A esposa reclama que a máquina de lavar roupas
estragou. A outra diz que está com saudade, que foi ao salão, mudou o cabelo e
está louca para encontrá-lo.
Trocam-se os papéis.
Separa-se, encara pensão alimentícia e torna a
garota linda e cheirosa sua esposa oficial. Reordenam-se as regras e logo a
ex-outra é quem vai reclamar do vazamento da torneira da pia e da caixa de
descarga do banheiro.
Enquanto isso a ex-oficial tricota artimanhas para
estar sempre por perto e reivindicar o que lhe é de direito: fazer o impossível
para tornar a vida dele um inferno.
Ser e não ser. Um dia somos namorados, noutro dia
não. Um dia maridos ou esposas, noutro dia não. Amantes e ex-amantes. O campeonato
da vida muda suas posições em alta velocidade. E nem percebemos que somos uns tontos!

> [Itens fornecidos]:
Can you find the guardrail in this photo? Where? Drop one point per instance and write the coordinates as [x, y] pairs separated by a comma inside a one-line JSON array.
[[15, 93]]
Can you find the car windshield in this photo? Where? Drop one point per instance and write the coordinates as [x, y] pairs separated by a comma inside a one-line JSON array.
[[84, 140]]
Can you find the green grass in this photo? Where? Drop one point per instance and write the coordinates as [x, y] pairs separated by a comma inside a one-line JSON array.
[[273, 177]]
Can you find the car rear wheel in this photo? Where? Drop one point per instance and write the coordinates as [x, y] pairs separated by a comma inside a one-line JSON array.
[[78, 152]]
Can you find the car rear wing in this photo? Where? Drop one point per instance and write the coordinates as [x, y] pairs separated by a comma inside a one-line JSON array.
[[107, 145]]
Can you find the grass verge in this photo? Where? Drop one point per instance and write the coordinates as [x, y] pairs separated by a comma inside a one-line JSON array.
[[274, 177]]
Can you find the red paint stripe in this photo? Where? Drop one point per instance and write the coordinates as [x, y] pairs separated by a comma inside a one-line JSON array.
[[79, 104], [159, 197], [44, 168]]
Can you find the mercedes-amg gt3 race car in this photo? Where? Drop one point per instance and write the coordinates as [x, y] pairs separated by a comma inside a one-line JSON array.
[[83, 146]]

> [O que fazer]: Diga se cada afirmação concorda com o texto da página, respondendo sim ou não e citando as palavras dele que decidem: (a) a esposa reclama que a geladeira estragou; (b) a outra conta que foi ao salão e mudou o cabelo; (c) a ex-oficial dá um jeito de estar sempre por perto. Os itens foram tirados de outra fonte.

> [Resultado da tarefa]:
(a) Não: "A esposa reclama que a máquina de lavar roupas estragou."
(b) Sim: "foi ao salão, mudou o cabelo"
(c) Sim: "tricota artimanhas para estar sempre por perto"